■ TEXT SHOWN
○ ○ ○ ○
End of the Edward Blake: Schooner Days XCV (95)
- Publication
- Toronto Telegram (Toronto, ON), 8 Jul 1933
- Full Text
- End of the Edward Blake
Schooner Days XCV (95)
And some others as well. That invaluable correspondent, John Rudolph Redfern Macdonald, Goderich fisherman, better and more briefly known as "Red," comes on deck with the fate of the schooner in which McGarrigle, Chicago's fugitive police chief, escaped fifty years ago, as already told. Incidentally, before the McGarrigle incident, the Edward Blake made a voyage from Sheboygan to London with square timber, and Aemilius Jarvis sailed in her before the mast. This was the first salt water sailing of the greatest yachtsman and skipper Canada has known.
"I GET The Telegram specially every Saturday night," writes "Red," "and sure like reading Schooner Days. You asked in one paper last year, "Does anyone know what became of the Edward Blake?" Well, here is Mr. Blake's last trip. I would have answered sooner but I was waiting to see a fellow that was in the Craftsman when the Edward Blake was lost.
○ ○ ○ ○
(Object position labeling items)
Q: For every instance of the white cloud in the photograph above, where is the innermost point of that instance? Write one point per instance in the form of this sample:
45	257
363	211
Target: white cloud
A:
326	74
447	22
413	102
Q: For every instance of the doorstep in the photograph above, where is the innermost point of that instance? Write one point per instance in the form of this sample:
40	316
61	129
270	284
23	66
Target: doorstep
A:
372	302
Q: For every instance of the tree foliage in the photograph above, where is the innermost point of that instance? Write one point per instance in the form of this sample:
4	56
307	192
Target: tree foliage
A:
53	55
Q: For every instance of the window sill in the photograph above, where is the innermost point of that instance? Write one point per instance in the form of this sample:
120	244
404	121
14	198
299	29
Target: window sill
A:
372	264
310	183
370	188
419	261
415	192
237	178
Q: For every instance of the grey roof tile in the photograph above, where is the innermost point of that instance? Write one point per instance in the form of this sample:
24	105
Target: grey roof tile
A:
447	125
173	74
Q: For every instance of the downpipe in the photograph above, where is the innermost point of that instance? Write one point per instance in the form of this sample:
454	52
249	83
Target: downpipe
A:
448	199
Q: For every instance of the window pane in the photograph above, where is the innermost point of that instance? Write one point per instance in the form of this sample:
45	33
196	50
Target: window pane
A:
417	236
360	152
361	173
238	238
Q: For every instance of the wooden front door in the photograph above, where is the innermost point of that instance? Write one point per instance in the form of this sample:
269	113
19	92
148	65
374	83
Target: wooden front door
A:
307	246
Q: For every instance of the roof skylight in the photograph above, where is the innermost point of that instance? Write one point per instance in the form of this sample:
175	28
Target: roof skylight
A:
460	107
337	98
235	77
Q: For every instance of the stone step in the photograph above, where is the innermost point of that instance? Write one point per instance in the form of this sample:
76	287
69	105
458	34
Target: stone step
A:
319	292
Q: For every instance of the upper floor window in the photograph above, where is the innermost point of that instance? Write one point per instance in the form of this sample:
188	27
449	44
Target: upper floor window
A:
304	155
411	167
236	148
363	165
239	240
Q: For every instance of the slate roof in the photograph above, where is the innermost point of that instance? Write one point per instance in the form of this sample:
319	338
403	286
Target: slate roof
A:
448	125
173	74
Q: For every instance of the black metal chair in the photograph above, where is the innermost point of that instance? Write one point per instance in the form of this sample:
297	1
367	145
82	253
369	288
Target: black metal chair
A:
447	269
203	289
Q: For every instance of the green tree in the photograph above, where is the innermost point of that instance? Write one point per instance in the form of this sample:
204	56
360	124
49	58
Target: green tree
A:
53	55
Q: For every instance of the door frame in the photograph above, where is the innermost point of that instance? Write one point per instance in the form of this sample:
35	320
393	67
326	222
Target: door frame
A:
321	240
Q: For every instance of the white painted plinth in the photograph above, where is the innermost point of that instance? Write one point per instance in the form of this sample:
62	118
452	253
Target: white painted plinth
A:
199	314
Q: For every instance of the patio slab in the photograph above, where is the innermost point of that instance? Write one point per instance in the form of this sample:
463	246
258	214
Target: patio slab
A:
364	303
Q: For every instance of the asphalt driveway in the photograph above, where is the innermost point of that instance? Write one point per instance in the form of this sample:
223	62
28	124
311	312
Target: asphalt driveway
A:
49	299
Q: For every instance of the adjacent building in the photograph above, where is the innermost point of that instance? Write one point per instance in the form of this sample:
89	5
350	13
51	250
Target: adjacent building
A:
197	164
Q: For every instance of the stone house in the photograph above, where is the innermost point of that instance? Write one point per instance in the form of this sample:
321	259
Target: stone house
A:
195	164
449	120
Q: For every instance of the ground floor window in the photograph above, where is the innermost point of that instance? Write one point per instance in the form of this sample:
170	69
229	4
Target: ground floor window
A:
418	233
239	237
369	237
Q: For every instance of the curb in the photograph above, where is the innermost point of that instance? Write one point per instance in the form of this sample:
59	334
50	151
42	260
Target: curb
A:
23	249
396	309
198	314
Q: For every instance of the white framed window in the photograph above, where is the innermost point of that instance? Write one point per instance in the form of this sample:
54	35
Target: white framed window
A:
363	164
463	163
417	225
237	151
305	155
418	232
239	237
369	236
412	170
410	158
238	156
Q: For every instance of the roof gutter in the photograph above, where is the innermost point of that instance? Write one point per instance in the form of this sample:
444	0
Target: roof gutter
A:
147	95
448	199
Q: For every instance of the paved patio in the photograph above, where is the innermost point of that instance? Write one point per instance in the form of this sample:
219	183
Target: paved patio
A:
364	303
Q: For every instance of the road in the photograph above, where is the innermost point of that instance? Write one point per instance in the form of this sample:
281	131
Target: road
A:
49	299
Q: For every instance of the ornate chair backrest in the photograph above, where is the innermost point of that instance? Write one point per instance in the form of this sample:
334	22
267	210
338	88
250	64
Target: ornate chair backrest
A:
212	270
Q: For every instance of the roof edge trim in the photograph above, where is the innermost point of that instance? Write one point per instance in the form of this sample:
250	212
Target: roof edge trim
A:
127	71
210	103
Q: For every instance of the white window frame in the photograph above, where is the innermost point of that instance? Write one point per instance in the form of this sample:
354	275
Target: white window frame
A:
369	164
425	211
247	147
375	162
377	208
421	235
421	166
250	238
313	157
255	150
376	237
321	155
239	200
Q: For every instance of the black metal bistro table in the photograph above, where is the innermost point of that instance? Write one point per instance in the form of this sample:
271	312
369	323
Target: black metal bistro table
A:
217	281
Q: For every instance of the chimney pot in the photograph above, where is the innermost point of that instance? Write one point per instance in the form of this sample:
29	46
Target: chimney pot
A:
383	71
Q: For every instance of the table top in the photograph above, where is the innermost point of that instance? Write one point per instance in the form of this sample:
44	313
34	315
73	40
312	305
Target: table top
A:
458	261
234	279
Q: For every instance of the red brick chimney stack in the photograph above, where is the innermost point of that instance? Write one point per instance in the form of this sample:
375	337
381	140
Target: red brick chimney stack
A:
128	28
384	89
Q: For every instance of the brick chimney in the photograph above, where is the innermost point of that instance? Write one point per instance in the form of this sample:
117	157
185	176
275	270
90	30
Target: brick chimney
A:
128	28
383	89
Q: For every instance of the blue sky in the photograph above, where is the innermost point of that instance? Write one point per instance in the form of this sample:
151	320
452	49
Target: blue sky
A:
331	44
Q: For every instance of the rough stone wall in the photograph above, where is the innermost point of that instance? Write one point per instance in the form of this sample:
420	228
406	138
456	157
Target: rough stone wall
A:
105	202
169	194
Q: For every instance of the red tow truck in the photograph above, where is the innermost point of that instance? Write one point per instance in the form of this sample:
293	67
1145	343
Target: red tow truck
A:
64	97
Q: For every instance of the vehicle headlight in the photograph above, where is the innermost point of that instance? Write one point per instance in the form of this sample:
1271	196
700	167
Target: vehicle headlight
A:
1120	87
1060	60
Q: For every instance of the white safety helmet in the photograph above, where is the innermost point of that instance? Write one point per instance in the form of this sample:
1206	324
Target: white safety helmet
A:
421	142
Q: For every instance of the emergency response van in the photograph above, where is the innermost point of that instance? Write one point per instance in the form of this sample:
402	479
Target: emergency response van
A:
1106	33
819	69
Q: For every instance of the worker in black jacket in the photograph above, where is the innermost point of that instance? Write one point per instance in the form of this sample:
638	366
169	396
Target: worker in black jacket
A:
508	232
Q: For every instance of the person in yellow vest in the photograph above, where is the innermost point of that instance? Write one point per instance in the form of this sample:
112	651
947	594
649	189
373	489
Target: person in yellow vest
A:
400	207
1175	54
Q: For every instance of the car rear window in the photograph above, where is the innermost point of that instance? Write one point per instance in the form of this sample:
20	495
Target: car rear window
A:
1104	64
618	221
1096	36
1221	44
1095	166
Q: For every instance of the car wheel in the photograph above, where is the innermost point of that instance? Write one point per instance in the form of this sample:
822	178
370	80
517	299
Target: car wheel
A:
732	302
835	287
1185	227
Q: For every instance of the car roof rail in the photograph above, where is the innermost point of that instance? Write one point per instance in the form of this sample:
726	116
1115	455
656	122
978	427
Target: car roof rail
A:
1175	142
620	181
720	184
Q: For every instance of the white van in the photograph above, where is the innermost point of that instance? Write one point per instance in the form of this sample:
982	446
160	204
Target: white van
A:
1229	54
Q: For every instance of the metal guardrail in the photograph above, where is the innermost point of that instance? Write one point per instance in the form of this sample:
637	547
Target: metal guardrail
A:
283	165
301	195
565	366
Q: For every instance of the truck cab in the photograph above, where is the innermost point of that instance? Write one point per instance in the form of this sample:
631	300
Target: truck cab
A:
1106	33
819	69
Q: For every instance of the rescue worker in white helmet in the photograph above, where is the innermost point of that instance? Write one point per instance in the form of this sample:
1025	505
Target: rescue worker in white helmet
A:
○ ○ ○ ○
■ OBJECTIVE A
In the Schooner Days article, between which two places did the Edward Blake carry square timber?
■ OBJECTIVE B
Extract the part of the Schooner Days article between "And some others" and "Canada has known.", inclusive.

■ RIGHT ANSWER A
From Sheboygan to London.

■ RIGHT ANSWER B
And some others as well. That invaluable correspondent, John Rudolph Redfern Macdonald, Goderich fisherman, better and more briefly known as "Red," comes on deck with the fate of the schooner in which McGarrigle, Chicago's fugitive police chief, escaped fifty years ago, as already told. Incidentally, before the McGarrigle incident, the Edward Blake made a voyage from Sheboygan to London with square timber, and Aemilius Jarvis sailed in her before the mast. This was the first salt water sailing of the greatest yachtsman and skipper Canada has known.